##### Records for this exercise
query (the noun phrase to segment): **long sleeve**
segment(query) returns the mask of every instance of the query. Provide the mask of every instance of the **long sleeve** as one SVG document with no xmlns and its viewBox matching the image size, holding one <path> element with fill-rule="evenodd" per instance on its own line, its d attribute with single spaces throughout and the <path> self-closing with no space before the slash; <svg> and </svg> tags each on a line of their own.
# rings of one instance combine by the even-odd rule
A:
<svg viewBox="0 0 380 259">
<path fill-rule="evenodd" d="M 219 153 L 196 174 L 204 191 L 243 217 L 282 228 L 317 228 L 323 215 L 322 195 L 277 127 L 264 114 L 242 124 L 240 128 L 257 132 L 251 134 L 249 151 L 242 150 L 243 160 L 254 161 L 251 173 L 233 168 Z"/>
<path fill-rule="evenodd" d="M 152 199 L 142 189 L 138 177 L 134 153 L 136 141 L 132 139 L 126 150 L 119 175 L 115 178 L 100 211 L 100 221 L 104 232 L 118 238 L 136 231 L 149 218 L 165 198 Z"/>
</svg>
##########
Task to carry out
Copy every line of the records again, requests included, and shift each number in the answers up by 59, both the viewBox values and the path coordinates.

Right answer
query (the noun phrase to segment): **long sleeve**
segment(query) returns the mask of every instance of the query. Provide the mask of every instance of the **long sleeve** as one SVG document with no xmlns and its viewBox matching the image size, holding one <path> element with fill-rule="evenodd" per instance on its own line, its d attribute with single spaces throughout and the <path> self-closing with no space before the slash; <svg> and </svg> tags each on a line of their own.
# rings of one instance combine by the even-odd rule
A:
<svg viewBox="59 59 439 318">
<path fill-rule="evenodd" d="M 278 212 L 255 233 L 263 250 L 302 276 L 341 287 L 376 287 L 382 274 L 381 254 L 336 186 L 323 173 L 301 183 L 299 187 L 316 191 L 310 193 L 308 210 L 301 209 L 302 219 L 313 220 L 310 232 L 292 227 Z"/>
<path fill-rule="evenodd" d="M 211 258 L 201 248 L 197 236 L 193 212 L 195 200 L 191 198 L 185 209 L 178 234 L 174 237 L 159 270 L 159 280 L 163 291 L 177 297 L 195 290 L 208 277 L 224 257 Z"/>
</svg>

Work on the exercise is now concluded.